» GIVEN REQUEST A: Copy the essay excerpt word for word, between "The interesting dynamic" and "in their arsenal.", inclusive.

» EXTRACT PROVIDED:
* Begin *

The first element of such a charge that the recipient must address is that their presentation is so arrogant that the provocateur feels the need to bring them down a notch. Once the recipient addresses that charge, and a person that seeks an honest presentation should reflect on it, the recipient should immediately focus on the motivations for making such a charge.
Some people pose this notion as often as possible. It’s a silky, smooth method of stating that they think the speaker is wrong, and so wrong that they might be stupid. They often pose the notion as if the speaker has never considered that idea before. If it’s not that, then they need the speaker to satisfy their needs, and their ego, before the speaker continues. As for the idea that I’ve never considered it before, I want to ask them if they’ve ever met my dad. The provocateur knew my dad well. They knew that my dad questioned everything that came out of my mouth. They also knew that my dad believed I was wrong about everything, and he assumed that I didn’t have the facilities to be an independent thinker. I considered this an insult in my younger years, but I now understand how difficult it is for a parent to believe that that person they knew as a toddler can arrive at independent thought, but it took me a while to reach that level of understanding. I don’t think my dad introduced this mindset to lead me to try to prove him wrong, but that was the result.
The interesting dynamic in these conversations is that prolonged involvement with a person that makes such a charge will reveal the idea that they’ve never considered the idea that they could be wrong. Their vantage point is often that of the contrarian, and that contrarian challenges what they consider a status quo relative to their own life. This mindset does not lead to reflection on one’s own set of beliefs. They have focused their energy on refuting the speaker’s words and the “Have you ever considered the idea that you might be wrong?” is the best weapon they have in their arsenal.
The ideal method of refuting further questions of this sort is to qualify every statement a speaker makes with, “I could be wrong but-”. As I’ll note below, I used to do this, but I found it tedious after a while.

* End *

» GIVEN REQUEST B: Collect every line in the rows below that contains the string "instance".

» INFORMATION SHOWN:
* Begin *

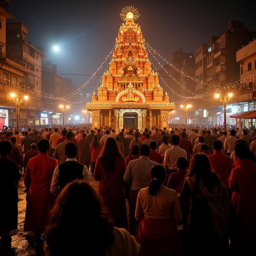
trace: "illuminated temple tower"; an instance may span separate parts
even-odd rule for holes
[[[169,113],[175,108],[158,84],[151,68],[140,28],[134,20],[138,11],[127,7],[120,16],[126,21],[120,27],[109,69],[86,108],[92,113],[92,127],[108,125],[118,132],[124,127],[140,131],[152,126],[168,127]]]

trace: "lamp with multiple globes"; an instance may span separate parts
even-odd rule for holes
[[[19,132],[19,118],[20,118],[20,104],[23,102],[21,98],[19,98],[17,96],[15,97],[15,93],[12,92],[10,94],[11,97],[12,98],[12,100],[16,106],[16,129],[18,132]],[[28,96],[27,94],[25,94],[24,96],[24,99],[26,100],[28,99]]]
[[[226,114],[226,106],[228,102],[230,101],[230,99],[232,98],[233,96],[233,94],[232,92],[229,92],[228,94],[228,98],[227,99],[226,97],[226,95],[224,96],[224,99],[222,100],[222,98],[220,98],[220,102],[222,102],[223,104],[223,106],[224,107],[224,131],[227,131],[227,123],[226,119],[227,119],[227,115]],[[215,98],[216,99],[219,99],[220,95],[220,93],[217,93],[215,94]]]

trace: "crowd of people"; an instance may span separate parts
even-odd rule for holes
[[[23,172],[24,230],[45,255],[251,254],[256,130],[184,127],[3,127],[0,245],[18,228]]]

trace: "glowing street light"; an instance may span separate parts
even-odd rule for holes
[[[20,118],[20,106],[23,102],[22,99],[21,98],[19,98],[19,97],[17,96],[15,98],[15,93],[12,92],[11,93],[11,96],[12,98],[12,100],[13,102],[15,104],[15,106],[16,106],[16,129],[17,131],[18,132],[19,131],[19,122]],[[28,99],[28,96],[27,94],[24,96],[24,99],[27,100]]]
[[[69,106],[68,105],[67,105],[66,107],[65,107],[64,105],[63,104],[61,104],[60,105],[60,110],[62,112],[62,126],[64,127],[64,113],[65,111],[67,110],[67,108],[69,108]]]
[[[190,104],[188,104],[185,107],[183,105],[180,105],[180,108],[183,108],[183,110],[185,111],[186,113],[186,129],[187,128],[188,126],[188,111],[189,110],[192,106]]]
[[[230,92],[228,95],[228,99],[226,97],[226,95],[224,96],[224,99],[222,99],[222,98],[220,98],[220,102],[223,103],[224,106],[224,132],[227,131],[227,124],[226,123],[226,119],[227,118],[226,115],[226,107],[228,103],[230,101],[230,98],[232,98],[233,96],[233,94],[232,92]],[[216,93],[215,94],[215,98],[216,99],[219,99],[220,95],[220,93]]]

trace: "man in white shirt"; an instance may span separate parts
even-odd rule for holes
[[[112,129],[111,131],[112,132],[111,134],[109,134],[109,136],[110,137],[112,137],[112,138],[114,138],[114,139],[116,139],[116,136],[117,136],[117,134],[115,132],[115,129]]]
[[[124,174],[124,181],[128,182],[131,181],[131,191],[129,202],[129,232],[134,235],[136,228],[135,209],[137,196],[140,190],[146,188],[151,180],[150,171],[157,163],[149,160],[150,148],[148,145],[143,144],[140,148],[140,156],[139,159],[130,161]]]
[[[178,171],[176,164],[180,157],[187,158],[187,152],[178,146],[180,142],[180,137],[174,134],[172,136],[171,142],[172,147],[167,149],[164,153],[164,165],[168,170],[166,180],[168,180],[171,173]]]
[[[227,155],[230,156],[231,153],[235,150],[235,144],[237,139],[235,138],[236,131],[231,130],[230,137],[227,138],[224,142],[224,149]]]
[[[106,130],[106,135],[103,135],[103,136],[101,137],[101,138],[100,141],[100,143],[102,145],[104,145],[105,142],[106,142],[106,140],[109,138],[110,138],[110,136],[109,136],[109,130]]]
[[[65,151],[67,160],[55,167],[51,184],[51,192],[55,196],[68,183],[76,179],[84,180],[90,184],[88,169],[76,159],[77,149],[76,144],[68,142],[65,145]]]
[[[222,148],[221,150],[221,152],[223,154],[226,154],[226,152],[225,149],[224,149],[224,143],[225,142],[225,140],[228,138],[227,135],[227,132],[223,132],[223,135],[221,137],[218,138],[218,140],[220,140],[222,142]]]

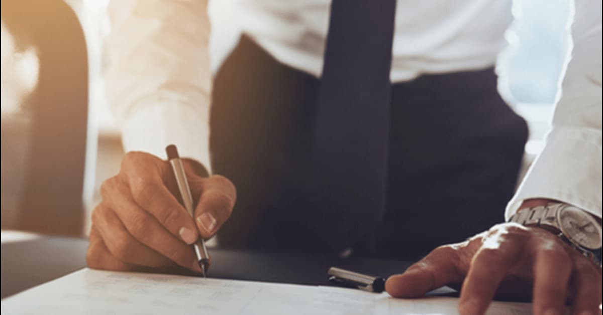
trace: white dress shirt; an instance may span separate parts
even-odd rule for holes
[[[510,202],[545,198],[601,215],[601,2],[575,0],[569,61],[542,154]],[[329,0],[239,0],[233,23],[280,62],[320,77]],[[127,151],[165,158],[169,143],[210,169],[207,2],[116,0],[106,43],[108,99]],[[390,77],[492,66],[510,1],[399,1]]]

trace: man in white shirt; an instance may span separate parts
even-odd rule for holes
[[[332,8],[330,25],[329,1],[284,2],[241,1],[242,14],[237,19],[246,35],[221,69],[213,90],[206,3],[132,0],[111,4],[107,84],[129,153],[120,173],[104,184],[103,201],[93,213],[89,266],[198,272],[186,244],[218,229],[221,245],[226,246],[403,256],[458,241],[500,221],[497,211],[513,193],[526,132],[524,122],[497,96],[490,69],[503,45],[509,3],[400,2],[393,42],[377,42],[371,49],[359,44],[358,49],[367,55],[380,49],[380,44],[391,47],[391,97],[377,98],[370,110],[378,107],[379,100],[391,99],[382,120],[390,125],[388,142],[377,146],[387,148],[387,186],[382,192],[387,199],[382,201],[384,209],[375,209],[375,215],[362,221],[362,216],[355,217],[354,205],[337,209],[333,216],[326,214],[330,209],[318,211],[308,205],[321,205],[308,203],[317,198],[315,193],[321,198],[332,195],[354,200],[355,194],[341,188],[346,182],[365,176],[373,180],[378,177],[373,173],[383,171],[359,169],[344,173],[341,187],[307,190],[312,181],[324,188],[323,178],[314,176],[315,164],[308,161],[315,161],[315,142],[333,137],[330,132],[318,137],[312,133],[314,125],[320,125],[315,119],[324,113],[317,99],[321,104],[329,92],[324,87],[329,79],[321,71],[345,61],[338,59],[341,55],[333,57],[336,49],[328,48],[329,41],[339,38],[333,36],[333,25],[341,25],[333,22],[333,14],[341,11]],[[526,227],[494,225],[466,242],[438,248],[388,279],[387,289],[392,295],[418,296],[463,282],[459,310],[482,314],[497,288],[522,293],[531,287],[526,284],[533,283],[536,314],[561,314],[566,296],[573,299],[576,312],[600,313],[601,269],[584,255],[595,257],[596,252],[588,249],[598,248],[600,255],[601,248],[601,3],[584,0],[572,5],[573,58],[553,128],[543,153],[507,207],[506,217]],[[362,28],[355,31],[358,34],[339,31],[343,45],[356,35],[359,43],[361,37],[374,40],[363,37]],[[352,51],[349,55],[354,55]],[[375,61],[366,59],[355,60],[356,64],[343,70]],[[329,75],[335,75],[335,81],[347,80],[333,72]],[[358,76],[349,76],[353,80]],[[372,83],[365,84],[369,89]],[[348,109],[356,110],[339,110],[341,120]],[[370,115],[361,118],[355,125],[359,129],[378,129],[378,124],[371,125]],[[359,134],[361,143],[365,134]],[[169,143],[190,158],[187,172],[198,201],[195,221],[174,197],[173,179],[163,160]],[[321,166],[329,172],[339,166]],[[543,207],[552,201],[562,204]],[[577,226],[572,230],[575,234],[563,228],[563,216],[558,222],[545,224],[546,214],[569,213],[565,205],[579,208],[567,221]],[[589,216],[579,221],[579,213],[592,214],[598,222],[588,221]],[[544,216],[531,220],[538,216]],[[333,217],[351,223],[340,226]],[[335,234],[324,232],[323,220],[335,222]],[[568,242],[546,231],[551,226],[561,226]],[[420,250],[412,252],[412,248]]]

* End *

» RESPONSE A:
The interesting dynamic in these conversations is that prolonged involvement with a person that makes such a charge will reveal the idea that they’ve never considered the idea that they could be wrong. Their vantage point is often that of the contrarian, and that contrarian challenges what they consider a status quo relative to their own life. This mindset does not lead to reflection on one’s own set of beliefs. They have focused their energy on refuting the speaker’s words and the “Have you ever considered the idea that you might be wrong?” is the best weapon they have in their arsenal.

» RESPONSE B:
trace: "illuminated temple tower"; an instance may span separate parts
trace: "lamp with multiple globes"; an instance may span separate parts
trace: "crowd of people"; an instance may span separate parts
trace: "glowing street light"; an instance may span separate parts
trace: "man in white shirt"; an instance may span separate parts
trace: white dress shirt; an instance may span separate parts
trace: man in white shirt; an instance may span separate parts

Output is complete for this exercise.